Reproduce exactly, and exclusively, the lines from the line containing "[find] the utility" through the final line of the listing below.

━━ Records for this exercise ━━

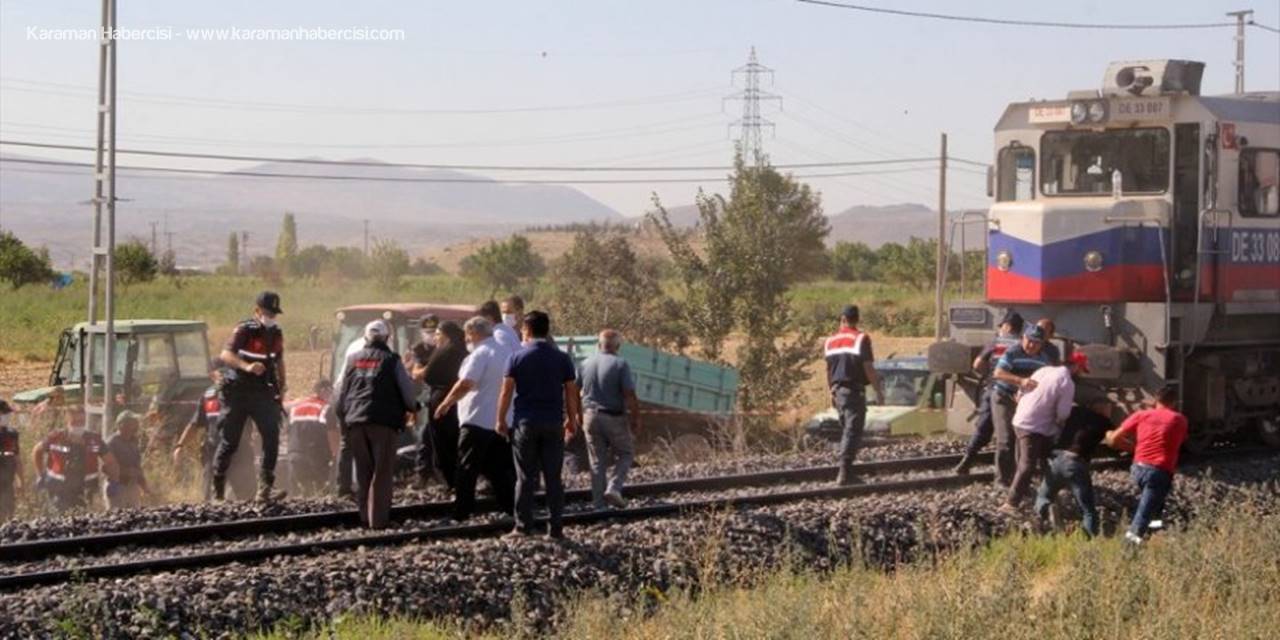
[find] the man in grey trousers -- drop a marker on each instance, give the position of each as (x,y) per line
(611,417)
(374,402)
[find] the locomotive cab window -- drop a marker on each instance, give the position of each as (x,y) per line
(1083,163)
(1260,182)
(1016,177)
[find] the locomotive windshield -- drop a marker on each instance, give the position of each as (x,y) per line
(1075,163)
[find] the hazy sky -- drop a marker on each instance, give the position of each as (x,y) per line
(855,86)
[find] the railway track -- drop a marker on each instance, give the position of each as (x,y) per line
(96,544)
(100,543)
(251,554)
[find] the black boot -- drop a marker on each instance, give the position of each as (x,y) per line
(264,489)
(846,476)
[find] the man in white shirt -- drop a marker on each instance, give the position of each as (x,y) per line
(1037,421)
(480,448)
(503,333)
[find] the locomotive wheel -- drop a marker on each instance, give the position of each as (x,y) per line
(1198,440)
(1269,429)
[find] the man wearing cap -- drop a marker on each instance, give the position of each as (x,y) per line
(1042,410)
(309,435)
(374,402)
(1014,374)
(252,387)
(850,368)
(122,465)
(480,448)
(1069,464)
(1010,328)
(68,462)
(416,361)
(209,417)
(10,464)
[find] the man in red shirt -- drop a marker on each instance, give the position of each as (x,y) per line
(1160,433)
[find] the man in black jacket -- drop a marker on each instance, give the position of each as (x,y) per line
(374,403)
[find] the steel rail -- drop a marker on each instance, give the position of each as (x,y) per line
(469,531)
(588,517)
(100,543)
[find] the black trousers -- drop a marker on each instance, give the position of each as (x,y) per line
(265,411)
(539,449)
(437,442)
(483,451)
(983,426)
(851,406)
(374,449)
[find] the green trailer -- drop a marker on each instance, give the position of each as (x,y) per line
(684,401)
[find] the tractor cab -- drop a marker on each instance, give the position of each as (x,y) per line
(159,364)
(402,318)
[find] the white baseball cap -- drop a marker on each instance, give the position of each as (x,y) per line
(376,330)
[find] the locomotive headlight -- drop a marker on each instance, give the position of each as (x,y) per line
(1004,260)
(1093,261)
(1079,113)
(1097,112)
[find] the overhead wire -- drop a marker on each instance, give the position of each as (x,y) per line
(1010,22)
(210,103)
(424,179)
(451,167)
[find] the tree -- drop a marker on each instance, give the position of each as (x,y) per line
(310,261)
(133,263)
(19,265)
(232,266)
(387,264)
(853,261)
(287,245)
(600,283)
(506,265)
(767,236)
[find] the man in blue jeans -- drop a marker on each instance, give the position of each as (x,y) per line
(1160,433)
(542,378)
(1069,464)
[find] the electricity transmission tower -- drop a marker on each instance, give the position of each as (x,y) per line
(752,123)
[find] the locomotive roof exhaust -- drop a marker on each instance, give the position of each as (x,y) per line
(1152,78)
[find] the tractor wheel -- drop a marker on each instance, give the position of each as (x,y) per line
(1269,429)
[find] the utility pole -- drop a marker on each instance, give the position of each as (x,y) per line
(942,238)
(1239,46)
(749,126)
(101,257)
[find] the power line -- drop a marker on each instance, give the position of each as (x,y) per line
(588,136)
(453,181)
(1272,30)
(1018,23)
(449,167)
(210,103)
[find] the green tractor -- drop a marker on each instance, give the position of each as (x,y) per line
(160,365)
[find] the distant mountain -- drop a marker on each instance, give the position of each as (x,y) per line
(44,205)
(877,225)
(874,225)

━━━

• Result of this exercise:
[find] the utility pole -- drop a marker on each instance, give the position of each as (x,y) per line
(942,238)
(1239,46)
(749,126)
(101,257)
[find] the power line -- drop a marker on each instance, give the position of each as (x,y) per line
(588,136)
(453,181)
(1272,30)
(1018,23)
(449,167)
(210,103)
[find] the green tractor -- drop a marker on each instance, give the position of each as (x,y) per line
(160,365)
[find] the distant mountain -- drop a marker on each instance, give the position of each as (x,y) per line
(44,205)
(877,225)
(874,225)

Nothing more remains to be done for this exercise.